• **Extract to read**:
:::
Live printing of the Sindhi Ajrak and the Indonesian Batik delighted visitors at an exhibition featuring ‘fusion of Pakistani and Indonesian cultures, histories and cuisines.’

Ambassador of Indonesia Adam Tugio hosted the event in collaboration with National Institute of Folk and Traditional Heritage (Lok Virsa) at the Museum gallery of the Lok Virsa on Wednesday.

Pakistan’s Ajrak artist Abdul Hayee from Matli, District Badin (Sindh) and Nisa, an Indonesian Batik expert were embossing their respective pieces of Ajrak and Batik showing their rich texture and original colours.

Ambassadors of Nepal, Jordan, Palestine, Morocco, diplomats and art and history lovers had come up to attend the launching ceremony of the exhibition that will continue for the next four days. The ribbon was cut by Ambassador Tugio’s spouse who, the ambassador said, was the inspiration for him to work on this idea [of holding an exhibition of similarities between Pakistan and Indonesia]. She, by chance, visited Lok Virsa a few days ago and was quite amazed to find many cultural similarities with the Pakistani art pieces and cultural depictions, said the ambassador. She mentioned this to her husband and as a result the idea of an exhibition was coined.

Our cultures, histories, religions have many things and features common with each other, said Ambassador Tugio adding in the next four days those similarities would help bring the people of the two countries closer together.

The ambassador also referred to a hit Pakistani movie of 1980s ‘Bandish’ in which the hero (Nadeem) lost his memory and married an Indonesian girl in the Bali island of Indonesia. Maybe that love will re-enkindle through this exhibition, the envoy said in a light vein.
:::
• **Information shown**:
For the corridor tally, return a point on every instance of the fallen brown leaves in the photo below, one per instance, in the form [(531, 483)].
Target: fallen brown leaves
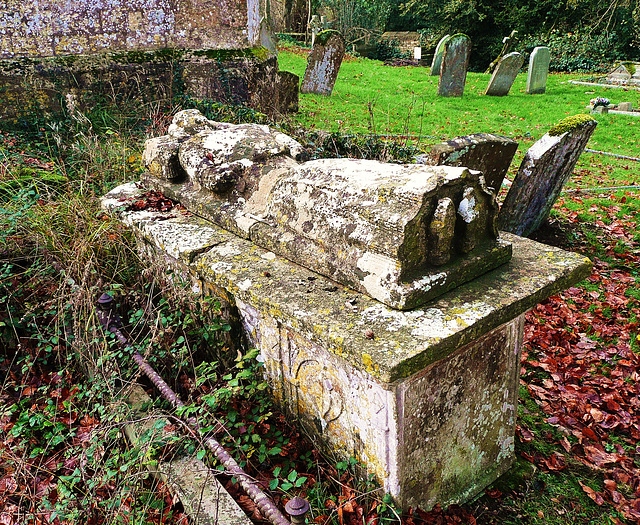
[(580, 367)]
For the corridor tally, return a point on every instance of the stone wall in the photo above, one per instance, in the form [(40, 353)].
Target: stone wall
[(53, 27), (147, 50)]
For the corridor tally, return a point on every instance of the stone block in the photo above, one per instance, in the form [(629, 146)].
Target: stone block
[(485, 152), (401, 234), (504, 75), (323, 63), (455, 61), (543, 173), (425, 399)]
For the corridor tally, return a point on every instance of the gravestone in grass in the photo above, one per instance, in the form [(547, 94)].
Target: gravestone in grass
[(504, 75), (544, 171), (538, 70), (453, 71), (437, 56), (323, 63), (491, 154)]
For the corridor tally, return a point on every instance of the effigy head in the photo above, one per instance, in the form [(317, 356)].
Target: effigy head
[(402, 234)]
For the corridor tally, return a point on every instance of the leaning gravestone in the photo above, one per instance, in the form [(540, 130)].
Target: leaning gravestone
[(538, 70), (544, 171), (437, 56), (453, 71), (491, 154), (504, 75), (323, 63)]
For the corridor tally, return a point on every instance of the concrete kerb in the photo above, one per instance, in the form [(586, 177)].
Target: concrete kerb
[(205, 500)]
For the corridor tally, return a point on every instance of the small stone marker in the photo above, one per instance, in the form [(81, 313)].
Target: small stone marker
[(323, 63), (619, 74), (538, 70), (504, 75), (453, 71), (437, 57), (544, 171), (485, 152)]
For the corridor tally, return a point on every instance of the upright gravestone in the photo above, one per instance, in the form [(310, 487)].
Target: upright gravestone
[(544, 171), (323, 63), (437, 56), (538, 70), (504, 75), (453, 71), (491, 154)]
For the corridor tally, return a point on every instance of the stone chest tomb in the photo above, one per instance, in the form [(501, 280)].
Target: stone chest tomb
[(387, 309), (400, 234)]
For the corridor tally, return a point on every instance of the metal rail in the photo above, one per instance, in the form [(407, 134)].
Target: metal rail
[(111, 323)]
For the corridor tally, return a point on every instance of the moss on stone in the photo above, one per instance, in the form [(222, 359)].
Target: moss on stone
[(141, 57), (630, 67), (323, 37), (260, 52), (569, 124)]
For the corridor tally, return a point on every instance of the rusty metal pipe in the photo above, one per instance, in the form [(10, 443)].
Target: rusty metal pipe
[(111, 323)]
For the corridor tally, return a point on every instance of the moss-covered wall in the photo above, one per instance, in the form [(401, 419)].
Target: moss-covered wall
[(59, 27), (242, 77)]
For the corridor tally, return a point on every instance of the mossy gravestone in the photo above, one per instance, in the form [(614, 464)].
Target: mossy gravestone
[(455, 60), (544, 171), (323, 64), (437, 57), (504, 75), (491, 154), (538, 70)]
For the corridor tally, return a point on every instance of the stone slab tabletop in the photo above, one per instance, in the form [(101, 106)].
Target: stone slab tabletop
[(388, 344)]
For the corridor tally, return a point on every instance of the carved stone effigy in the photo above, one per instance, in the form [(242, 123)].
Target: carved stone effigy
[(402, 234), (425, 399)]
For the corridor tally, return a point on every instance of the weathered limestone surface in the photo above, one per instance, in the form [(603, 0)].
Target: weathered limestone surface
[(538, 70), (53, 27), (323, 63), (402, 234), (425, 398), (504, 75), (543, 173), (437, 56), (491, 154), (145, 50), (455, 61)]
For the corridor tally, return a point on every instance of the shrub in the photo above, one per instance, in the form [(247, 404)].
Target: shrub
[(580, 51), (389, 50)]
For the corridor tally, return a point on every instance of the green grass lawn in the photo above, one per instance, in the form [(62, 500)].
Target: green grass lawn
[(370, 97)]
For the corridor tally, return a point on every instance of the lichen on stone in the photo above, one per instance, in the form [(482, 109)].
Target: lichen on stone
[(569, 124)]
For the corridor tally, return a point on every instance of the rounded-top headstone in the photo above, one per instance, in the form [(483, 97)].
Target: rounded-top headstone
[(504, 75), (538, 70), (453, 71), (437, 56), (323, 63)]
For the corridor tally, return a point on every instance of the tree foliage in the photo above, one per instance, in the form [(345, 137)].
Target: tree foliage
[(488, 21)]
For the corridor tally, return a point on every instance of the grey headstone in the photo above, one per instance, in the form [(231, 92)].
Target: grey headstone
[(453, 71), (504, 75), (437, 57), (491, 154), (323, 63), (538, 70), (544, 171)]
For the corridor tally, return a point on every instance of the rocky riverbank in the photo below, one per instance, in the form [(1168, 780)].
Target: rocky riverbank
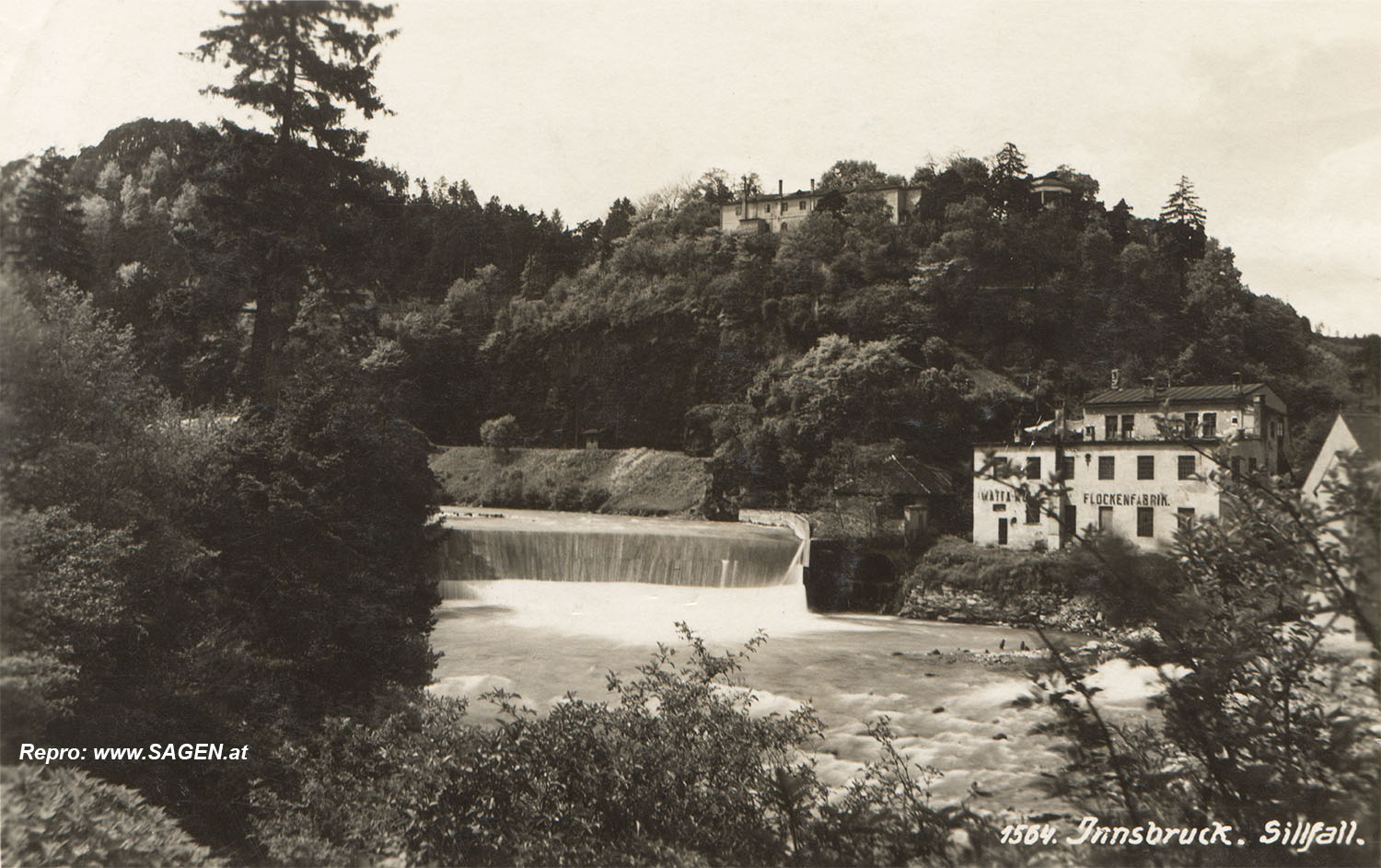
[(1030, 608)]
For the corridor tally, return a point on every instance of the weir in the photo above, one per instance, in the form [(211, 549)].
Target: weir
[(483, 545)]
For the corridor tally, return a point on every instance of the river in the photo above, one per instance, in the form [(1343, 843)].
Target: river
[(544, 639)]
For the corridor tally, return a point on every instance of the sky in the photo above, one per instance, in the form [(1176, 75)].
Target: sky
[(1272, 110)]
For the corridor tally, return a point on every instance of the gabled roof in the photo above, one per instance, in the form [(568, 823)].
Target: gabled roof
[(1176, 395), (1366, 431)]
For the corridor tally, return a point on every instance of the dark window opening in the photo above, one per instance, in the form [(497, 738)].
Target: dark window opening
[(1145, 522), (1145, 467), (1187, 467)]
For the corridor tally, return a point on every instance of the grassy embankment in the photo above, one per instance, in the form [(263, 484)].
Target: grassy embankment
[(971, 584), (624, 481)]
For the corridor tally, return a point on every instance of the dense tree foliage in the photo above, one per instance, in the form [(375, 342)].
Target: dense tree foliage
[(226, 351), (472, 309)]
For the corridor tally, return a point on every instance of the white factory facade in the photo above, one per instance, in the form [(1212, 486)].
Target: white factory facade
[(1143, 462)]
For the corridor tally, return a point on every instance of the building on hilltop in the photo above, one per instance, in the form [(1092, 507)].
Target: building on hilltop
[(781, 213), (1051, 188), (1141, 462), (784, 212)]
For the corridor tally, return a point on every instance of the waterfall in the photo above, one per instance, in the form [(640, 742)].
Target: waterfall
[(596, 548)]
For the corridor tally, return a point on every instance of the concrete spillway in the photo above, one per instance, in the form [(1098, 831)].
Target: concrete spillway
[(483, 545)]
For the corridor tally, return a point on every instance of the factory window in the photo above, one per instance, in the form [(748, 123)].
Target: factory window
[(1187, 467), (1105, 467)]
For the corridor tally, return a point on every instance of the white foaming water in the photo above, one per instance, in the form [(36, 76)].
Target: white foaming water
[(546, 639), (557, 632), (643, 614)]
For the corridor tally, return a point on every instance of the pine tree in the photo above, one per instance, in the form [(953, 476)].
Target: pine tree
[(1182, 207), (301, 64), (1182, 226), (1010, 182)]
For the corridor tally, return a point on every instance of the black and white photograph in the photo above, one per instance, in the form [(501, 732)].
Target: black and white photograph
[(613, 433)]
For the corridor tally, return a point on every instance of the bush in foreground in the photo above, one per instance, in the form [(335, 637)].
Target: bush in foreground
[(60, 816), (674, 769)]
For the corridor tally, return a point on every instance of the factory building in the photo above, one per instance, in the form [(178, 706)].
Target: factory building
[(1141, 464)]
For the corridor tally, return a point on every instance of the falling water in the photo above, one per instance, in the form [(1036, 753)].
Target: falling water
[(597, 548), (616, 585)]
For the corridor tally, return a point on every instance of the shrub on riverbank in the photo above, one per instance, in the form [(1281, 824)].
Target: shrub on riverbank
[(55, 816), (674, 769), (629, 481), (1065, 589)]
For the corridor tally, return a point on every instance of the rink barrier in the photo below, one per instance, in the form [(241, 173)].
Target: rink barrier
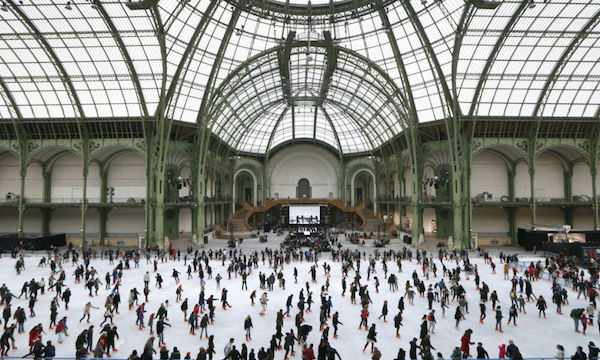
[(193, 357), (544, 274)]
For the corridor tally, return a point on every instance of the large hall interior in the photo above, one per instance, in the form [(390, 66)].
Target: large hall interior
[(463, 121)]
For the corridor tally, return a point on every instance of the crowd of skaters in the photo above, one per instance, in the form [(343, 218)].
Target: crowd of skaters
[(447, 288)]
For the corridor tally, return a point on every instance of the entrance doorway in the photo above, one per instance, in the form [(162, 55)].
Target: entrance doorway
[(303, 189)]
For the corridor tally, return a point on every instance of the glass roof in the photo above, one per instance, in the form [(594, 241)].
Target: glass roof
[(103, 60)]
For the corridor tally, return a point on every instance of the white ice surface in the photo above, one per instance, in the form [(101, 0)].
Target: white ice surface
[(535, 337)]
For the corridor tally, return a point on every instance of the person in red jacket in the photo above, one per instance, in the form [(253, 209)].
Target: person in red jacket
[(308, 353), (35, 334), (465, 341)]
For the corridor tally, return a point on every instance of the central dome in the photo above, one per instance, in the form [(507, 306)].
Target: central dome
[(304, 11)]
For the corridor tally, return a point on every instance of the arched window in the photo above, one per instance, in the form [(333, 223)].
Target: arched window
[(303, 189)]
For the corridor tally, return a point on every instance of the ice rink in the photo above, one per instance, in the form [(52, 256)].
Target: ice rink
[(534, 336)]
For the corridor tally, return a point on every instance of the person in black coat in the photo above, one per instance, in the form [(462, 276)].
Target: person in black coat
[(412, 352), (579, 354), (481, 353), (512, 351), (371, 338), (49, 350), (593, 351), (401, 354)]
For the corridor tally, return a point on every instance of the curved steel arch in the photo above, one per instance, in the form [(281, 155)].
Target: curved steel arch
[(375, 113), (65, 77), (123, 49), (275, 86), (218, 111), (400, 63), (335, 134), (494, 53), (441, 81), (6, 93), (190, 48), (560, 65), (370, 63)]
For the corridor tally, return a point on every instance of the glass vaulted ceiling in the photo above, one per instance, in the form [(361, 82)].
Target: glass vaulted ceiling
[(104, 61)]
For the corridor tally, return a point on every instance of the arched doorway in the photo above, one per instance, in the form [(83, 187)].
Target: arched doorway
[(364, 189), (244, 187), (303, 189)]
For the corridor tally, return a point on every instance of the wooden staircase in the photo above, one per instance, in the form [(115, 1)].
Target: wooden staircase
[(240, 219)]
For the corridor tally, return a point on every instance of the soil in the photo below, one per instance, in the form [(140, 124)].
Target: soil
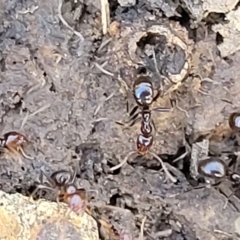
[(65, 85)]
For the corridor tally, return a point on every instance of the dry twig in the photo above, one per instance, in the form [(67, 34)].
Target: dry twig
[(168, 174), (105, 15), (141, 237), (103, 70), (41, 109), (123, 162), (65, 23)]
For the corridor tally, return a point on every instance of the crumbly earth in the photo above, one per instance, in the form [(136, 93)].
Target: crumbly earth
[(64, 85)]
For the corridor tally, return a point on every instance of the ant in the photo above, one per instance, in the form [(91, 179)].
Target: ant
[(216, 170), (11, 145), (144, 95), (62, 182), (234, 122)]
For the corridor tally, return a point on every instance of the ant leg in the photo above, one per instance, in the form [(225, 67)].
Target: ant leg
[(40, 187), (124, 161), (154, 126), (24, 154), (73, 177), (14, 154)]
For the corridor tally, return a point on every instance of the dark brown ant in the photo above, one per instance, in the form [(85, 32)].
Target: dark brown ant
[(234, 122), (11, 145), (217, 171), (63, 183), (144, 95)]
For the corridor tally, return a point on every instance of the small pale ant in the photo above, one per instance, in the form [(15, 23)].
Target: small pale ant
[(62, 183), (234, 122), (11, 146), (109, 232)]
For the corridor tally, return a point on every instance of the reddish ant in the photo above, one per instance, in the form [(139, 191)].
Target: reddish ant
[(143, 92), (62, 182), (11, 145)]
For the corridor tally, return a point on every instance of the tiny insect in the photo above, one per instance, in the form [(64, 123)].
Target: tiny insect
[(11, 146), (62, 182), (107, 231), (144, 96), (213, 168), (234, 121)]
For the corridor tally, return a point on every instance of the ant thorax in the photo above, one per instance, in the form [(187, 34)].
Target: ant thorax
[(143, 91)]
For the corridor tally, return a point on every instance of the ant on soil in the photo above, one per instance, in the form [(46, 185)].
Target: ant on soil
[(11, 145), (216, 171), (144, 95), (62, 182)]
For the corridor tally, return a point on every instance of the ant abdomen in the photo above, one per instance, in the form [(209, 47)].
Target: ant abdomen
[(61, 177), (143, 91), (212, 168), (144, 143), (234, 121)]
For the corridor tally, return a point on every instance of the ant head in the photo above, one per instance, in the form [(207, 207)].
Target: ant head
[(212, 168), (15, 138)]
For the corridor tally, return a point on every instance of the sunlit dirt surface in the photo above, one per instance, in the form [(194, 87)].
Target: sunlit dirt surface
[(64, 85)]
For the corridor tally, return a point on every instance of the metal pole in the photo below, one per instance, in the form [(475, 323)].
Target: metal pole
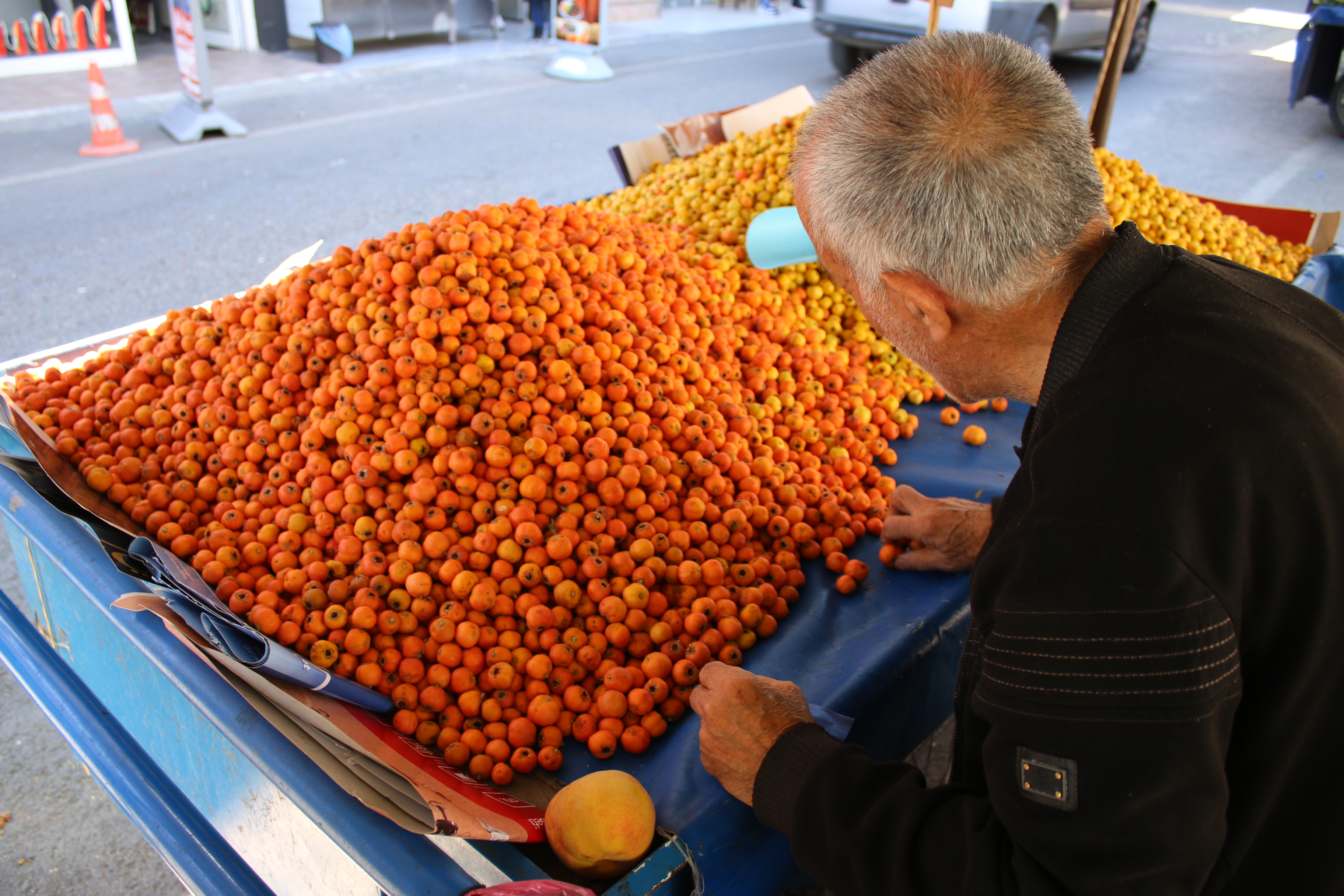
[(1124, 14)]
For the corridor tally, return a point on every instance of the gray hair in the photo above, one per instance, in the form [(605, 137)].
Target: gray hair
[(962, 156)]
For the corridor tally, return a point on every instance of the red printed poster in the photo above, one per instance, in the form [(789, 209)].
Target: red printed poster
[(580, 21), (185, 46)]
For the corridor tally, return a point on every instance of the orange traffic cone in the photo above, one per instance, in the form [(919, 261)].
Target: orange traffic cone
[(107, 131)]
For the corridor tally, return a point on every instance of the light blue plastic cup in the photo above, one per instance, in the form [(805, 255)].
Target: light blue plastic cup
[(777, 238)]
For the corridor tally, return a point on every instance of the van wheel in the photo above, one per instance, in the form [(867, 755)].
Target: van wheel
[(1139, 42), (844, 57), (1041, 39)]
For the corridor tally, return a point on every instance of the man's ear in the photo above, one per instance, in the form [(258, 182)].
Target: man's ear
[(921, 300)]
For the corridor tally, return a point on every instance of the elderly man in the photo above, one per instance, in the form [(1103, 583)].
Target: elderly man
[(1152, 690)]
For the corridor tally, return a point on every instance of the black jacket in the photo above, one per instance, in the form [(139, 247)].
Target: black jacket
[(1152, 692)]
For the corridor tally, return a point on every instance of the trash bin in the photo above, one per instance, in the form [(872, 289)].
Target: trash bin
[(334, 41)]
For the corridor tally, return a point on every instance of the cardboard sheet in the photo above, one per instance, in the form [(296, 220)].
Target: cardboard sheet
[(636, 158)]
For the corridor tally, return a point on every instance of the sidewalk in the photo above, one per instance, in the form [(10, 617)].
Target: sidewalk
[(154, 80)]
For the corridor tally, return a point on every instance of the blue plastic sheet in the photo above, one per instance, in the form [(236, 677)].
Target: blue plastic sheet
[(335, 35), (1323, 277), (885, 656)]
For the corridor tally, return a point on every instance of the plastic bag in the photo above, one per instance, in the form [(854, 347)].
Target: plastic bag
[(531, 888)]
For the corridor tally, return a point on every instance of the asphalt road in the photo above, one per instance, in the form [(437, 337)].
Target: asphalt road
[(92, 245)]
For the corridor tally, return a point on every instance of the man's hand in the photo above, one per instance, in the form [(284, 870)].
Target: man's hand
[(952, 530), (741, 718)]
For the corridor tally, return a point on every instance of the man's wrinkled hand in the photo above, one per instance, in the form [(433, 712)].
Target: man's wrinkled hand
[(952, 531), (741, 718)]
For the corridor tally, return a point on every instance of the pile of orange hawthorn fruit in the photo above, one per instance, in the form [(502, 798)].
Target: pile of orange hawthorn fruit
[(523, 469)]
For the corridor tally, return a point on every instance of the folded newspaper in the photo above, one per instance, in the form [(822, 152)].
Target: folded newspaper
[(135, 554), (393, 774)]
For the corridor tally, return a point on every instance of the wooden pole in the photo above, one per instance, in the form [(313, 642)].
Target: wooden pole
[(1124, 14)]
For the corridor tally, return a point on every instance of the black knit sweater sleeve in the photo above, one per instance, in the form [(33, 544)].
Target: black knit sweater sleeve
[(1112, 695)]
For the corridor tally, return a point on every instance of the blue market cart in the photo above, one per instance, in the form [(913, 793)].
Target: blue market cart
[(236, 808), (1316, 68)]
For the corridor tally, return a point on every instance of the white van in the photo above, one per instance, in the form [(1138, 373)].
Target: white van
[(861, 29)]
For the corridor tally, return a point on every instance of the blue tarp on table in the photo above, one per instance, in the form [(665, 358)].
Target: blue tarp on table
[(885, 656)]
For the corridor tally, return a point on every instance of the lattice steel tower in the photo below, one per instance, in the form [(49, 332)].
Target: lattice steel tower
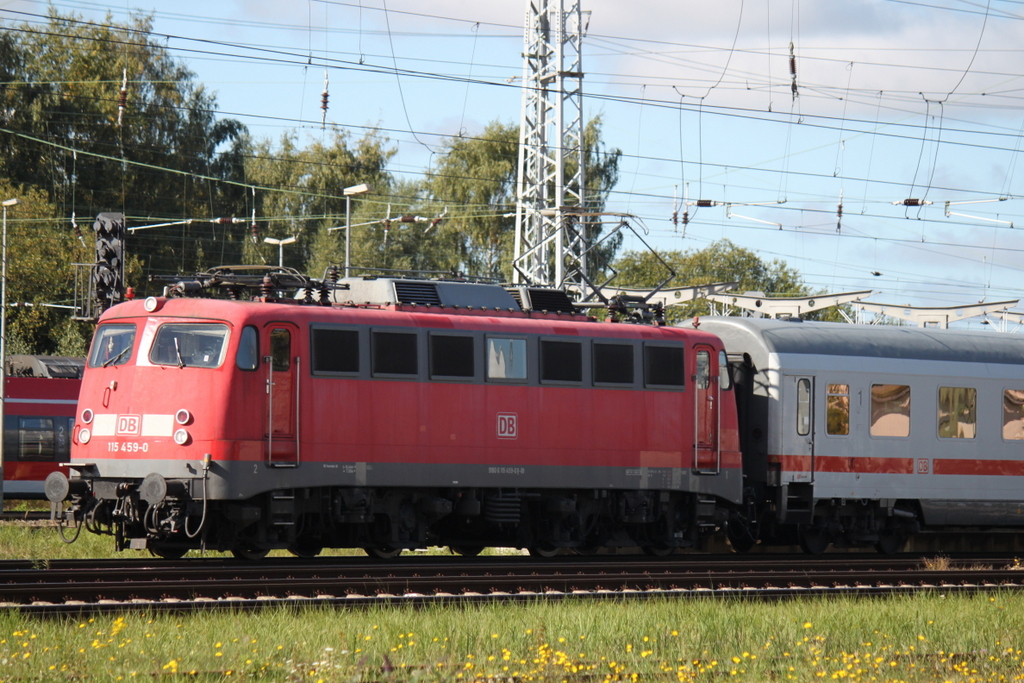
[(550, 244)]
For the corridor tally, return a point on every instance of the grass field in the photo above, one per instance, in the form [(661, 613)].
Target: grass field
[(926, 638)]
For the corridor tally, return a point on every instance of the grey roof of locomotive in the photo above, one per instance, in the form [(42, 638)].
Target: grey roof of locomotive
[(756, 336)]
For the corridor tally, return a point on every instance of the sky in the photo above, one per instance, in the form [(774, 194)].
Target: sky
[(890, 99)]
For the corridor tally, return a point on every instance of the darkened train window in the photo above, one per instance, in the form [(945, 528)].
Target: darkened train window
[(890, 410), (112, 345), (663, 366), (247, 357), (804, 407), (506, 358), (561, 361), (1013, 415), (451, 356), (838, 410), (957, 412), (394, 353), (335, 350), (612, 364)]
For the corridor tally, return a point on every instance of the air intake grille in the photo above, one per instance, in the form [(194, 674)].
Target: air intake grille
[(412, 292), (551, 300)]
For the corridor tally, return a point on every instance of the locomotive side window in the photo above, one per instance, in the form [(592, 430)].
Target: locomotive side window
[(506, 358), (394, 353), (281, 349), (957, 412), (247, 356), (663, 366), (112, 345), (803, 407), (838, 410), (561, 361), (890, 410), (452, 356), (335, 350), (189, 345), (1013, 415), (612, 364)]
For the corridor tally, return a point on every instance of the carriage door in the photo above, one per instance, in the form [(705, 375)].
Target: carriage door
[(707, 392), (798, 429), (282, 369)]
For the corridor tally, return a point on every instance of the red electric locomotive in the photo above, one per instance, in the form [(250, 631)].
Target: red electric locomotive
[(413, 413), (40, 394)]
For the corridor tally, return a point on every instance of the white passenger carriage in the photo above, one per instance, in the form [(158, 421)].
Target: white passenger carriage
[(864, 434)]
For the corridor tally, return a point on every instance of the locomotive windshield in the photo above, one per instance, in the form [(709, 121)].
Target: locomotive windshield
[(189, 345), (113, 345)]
:::
• **Stated goal 1**:
According to the article about the Pakistani-Indonesian exhibition, how did Ambassador Tugio come to hold the exhibition? Answer in one to three sentences.
• **Stated goal 2**:
In the article about the Pakistani-Indonesian exhibition, who cut the ribbon at the launching ceremony?
The records are separate material, unrelated to the article.

• **Full output 1**:
His spouse happened to visit Lok Virsa a few days earlier and was amazed to find many cultural similarities with the Pakistani art pieces and cultural depictions. She mentioned this to him, and as a result the idea of the exhibition was coined.

• **Full output 2**:
Ambassador Tugio's spouse cut the ribbon.